== Dataset content ==
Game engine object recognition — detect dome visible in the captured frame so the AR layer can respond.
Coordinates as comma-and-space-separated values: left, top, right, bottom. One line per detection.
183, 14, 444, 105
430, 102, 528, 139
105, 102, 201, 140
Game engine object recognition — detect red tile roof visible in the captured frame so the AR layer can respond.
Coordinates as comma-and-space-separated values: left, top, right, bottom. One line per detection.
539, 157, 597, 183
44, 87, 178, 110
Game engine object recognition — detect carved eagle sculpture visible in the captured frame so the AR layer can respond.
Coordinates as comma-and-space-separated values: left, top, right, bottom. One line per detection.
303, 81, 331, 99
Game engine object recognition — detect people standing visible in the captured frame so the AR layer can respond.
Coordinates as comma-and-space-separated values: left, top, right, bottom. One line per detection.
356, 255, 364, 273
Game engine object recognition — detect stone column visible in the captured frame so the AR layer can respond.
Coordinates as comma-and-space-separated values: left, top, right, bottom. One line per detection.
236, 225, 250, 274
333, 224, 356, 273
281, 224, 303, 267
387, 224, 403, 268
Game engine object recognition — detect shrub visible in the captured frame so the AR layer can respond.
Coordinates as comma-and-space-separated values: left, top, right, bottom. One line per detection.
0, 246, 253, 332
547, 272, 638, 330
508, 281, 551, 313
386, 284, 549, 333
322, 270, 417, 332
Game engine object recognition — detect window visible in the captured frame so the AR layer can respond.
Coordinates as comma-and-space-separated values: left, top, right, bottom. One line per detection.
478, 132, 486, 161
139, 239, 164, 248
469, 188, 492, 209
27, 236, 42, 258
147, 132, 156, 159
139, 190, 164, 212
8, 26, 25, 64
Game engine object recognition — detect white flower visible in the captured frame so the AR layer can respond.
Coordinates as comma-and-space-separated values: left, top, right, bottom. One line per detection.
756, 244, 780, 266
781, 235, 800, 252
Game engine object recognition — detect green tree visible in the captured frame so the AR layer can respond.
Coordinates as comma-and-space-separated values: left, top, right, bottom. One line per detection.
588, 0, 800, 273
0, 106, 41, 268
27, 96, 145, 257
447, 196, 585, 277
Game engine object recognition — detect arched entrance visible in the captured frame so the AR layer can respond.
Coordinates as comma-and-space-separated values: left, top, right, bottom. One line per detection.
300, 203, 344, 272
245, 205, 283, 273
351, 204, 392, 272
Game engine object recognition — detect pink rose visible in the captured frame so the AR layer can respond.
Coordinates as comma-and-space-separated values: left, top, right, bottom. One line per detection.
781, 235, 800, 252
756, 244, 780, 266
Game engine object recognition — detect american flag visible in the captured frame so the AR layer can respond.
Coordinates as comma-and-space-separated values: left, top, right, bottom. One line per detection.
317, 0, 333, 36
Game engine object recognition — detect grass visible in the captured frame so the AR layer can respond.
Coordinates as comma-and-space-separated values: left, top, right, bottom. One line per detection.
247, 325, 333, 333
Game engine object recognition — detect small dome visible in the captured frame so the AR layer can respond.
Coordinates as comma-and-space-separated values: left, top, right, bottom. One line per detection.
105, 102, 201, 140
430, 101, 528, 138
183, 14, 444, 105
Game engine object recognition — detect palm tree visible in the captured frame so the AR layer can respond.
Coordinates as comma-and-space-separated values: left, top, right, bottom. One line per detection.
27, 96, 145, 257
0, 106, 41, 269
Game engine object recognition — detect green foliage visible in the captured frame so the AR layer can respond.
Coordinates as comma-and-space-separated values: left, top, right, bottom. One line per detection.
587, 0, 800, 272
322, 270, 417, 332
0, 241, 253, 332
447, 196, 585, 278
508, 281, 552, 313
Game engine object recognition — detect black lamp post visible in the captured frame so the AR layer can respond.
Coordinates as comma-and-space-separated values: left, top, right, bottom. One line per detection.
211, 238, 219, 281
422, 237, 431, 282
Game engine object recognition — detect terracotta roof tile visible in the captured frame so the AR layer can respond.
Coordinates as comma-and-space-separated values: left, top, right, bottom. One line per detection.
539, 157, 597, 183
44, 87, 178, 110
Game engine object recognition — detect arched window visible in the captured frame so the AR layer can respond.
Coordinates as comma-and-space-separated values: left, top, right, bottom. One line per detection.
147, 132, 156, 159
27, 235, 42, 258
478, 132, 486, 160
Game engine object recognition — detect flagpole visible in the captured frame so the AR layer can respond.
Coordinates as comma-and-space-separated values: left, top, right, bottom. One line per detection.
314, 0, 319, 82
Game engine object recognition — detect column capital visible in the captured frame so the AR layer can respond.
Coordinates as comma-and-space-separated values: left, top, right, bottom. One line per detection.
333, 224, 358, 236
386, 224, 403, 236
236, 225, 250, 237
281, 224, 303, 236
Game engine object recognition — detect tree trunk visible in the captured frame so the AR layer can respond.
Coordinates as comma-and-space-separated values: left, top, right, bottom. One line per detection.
===
## What to produce
Lay out every line of the items above as a numbered list, leaving out any blank lines.

## Result
1. Game engine object recognition — detect dome visible in the captured frame so the AR layer can respond.
2. Coordinates as comma-and-space-separated values: left, top, right, bottom. One line per detection.
3. 183, 14, 444, 105
4. 430, 102, 528, 139
5. 105, 102, 201, 140
6. Game engine object recognition — detect red tile roof visible in the captured frame so the AR layer can respond.
7. Coordinates as comma-and-space-separated values: left, top, right, bottom. One line per detection.
8. 539, 157, 597, 183
9. 44, 87, 178, 110
10. Game engine object recognition — detect carved eagle sculpture visible in the captured frame so the AR layer can respond.
11. Coordinates as comma-and-space-separated values: left, top, right, bottom. One line per detection.
12. 303, 81, 331, 99
13. Game engine object recognition — detect people standing visible in the captured frame so the AR layer can respond.
14. Coordinates as comma-and-space-separated values: left, top, right, bottom. One line per detection.
15. 356, 255, 364, 273
16. Game engine object recognition — detect stone column visible in the captured frame so the AR layer can respond.
17. Coordinates as comma-and-space-separated values: left, top, right, bottom. One line per detection.
18. 236, 225, 250, 274
19. 333, 224, 356, 273
20. 281, 224, 303, 267
21. 387, 224, 403, 268
22. Game engine object recognition — detect shrub visible in the captured frame so the AR layer can respond.
23. Coordinates as comma-and-space-separated values: left, top, right, bottom. One line per detection.
24. 0, 246, 253, 332
25. 547, 272, 638, 330
26. 508, 281, 551, 313
27. 386, 284, 549, 333
28. 322, 270, 417, 332
29. Game engine object recognition — detect window visible in the captured frame so the AR layer can respond.
30. Coordinates as comma-and-space-separated values: left, top, right, bottom. One line per detection.
31. 478, 132, 486, 161
32. 139, 239, 164, 248
33. 469, 188, 492, 209
34. 27, 236, 42, 258
35. 147, 132, 156, 159
36. 139, 190, 164, 212
37. 8, 26, 25, 64
38. Game engine object recognition — detect white flower visible in the captured frame so the AR layer can respond.
39. Coordinates as comma-and-space-separated values: left, top, right, bottom. One line per detection.
40. 756, 244, 780, 266
41. 781, 235, 800, 252
42. Game engine object recognition — detect green tree visible in the captured frame so the AR layer can respond.
43. Coordinates as comma-and-space-separated values: left, top, right, bottom. One line per detection.
44. 588, 0, 800, 273
45. 0, 106, 41, 268
46. 27, 96, 145, 257
47. 447, 196, 585, 277
48. Game engine object recognition — detect arched entrance visible in the captured frame so the AR layer can respond.
49. Coordinates as comma-and-space-separated values: left, top, right, bottom. One line per detection.
50. 300, 203, 344, 272
51. 245, 205, 283, 273
52. 351, 204, 392, 272
53. Game engine object recognition — detect pink rose visible in the captured frame so the AR layer can respond.
54. Coordinates as comma-and-space-separated values: left, top, right, bottom. One line per detection.
55. 781, 235, 800, 252
56. 756, 244, 780, 266
57. Game engine object recognition — detect american flag visible in the captured frame so the AR layer can respond.
58. Coordinates as comma-and-space-separated values: left, top, right, bottom. One line per detection.
59. 317, 0, 333, 36
60. Game engine object recognition — detect grass visible in the captured frame so the AR layer can respond.
61. Coordinates as comma-and-space-separated values: left, top, right, bottom. One line per detection.
62. 247, 325, 333, 333
63. Game engine object recognition — detect small dome visible in the captured frame so the AR layer can respond.
64. Coordinates as comma-and-space-separated values: left, top, right, bottom. One line per detection.
65. 105, 102, 201, 140
66. 430, 101, 528, 138
67. 183, 14, 444, 105
68. Game engine object recognition — detect palm tree visible in the captured frame so the AR layer can respond.
69. Coordinates as comma-and-space-separated values: left, top, right, bottom. One line per detection.
70. 27, 96, 145, 257
71. 0, 106, 41, 269
72. Game engine object recognition — detect green foliage visible in the captured frame so the AR layer can respond.
73. Coordinates as comma-and-space-separated values: left, top, right, bottom. One line per detection.
74. 587, 0, 800, 272
75. 322, 270, 417, 332
76. 0, 241, 253, 332
77. 447, 196, 585, 278
78. 508, 281, 552, 313
79. Game engine object recognition — detect black lamp post visible in the captured frame so the AR layer can respond.
80. Coordinates as comma-and-space-separated values: left, top, right, bottom. One line per detection.
81. 211, 238, 219, 281
82. 422, 237, 431, 282
83. Game engine object recognition — detect terracotta roof tile visible in the captured frame so the AR layer can respond.
84. Coordinates as comma-and-space-separated values: left, top, right, bottom. One line per detection.
85. 539, 157, 597, 183
86. 44, 87, 178, 110
87. Game engine object recognition — detect arched window visible in the captured frame so the AR layer can respond.
88. Coordinates as comma-and-space-separated values: left, top, right, bottom. One line per detection.
89. 147, 132, 156, 159
90. 27, 235, 42, 258
91. 478, 132, 486, 160
92. Game engine object recognition — detect flagpole visible in the captured frame so the AR layer can respond.
93. Coordinates as comma-and-space-separated values: left, top, right, bottom. One line per detection.
94. 314, 0, 319, 82
95. Game engine object recognition — detect column capital visible in the captured frame so the AR layer can respond.
96. Coordinates as comma-and-space-separated values: left, top, right, bottom. One line per detection.
97. 333, 224, 358, 236
98. 386, 224, 403, 236
99. 236, 225, 250, 237
100. 281, 224, 303, 236
101. Game engine object recognition — detect tree trunk visible in the captured frame so the AR layer can respond.
102. Coordinates as comma-and-space-separated values: left, top, right, bottom. One line per detection.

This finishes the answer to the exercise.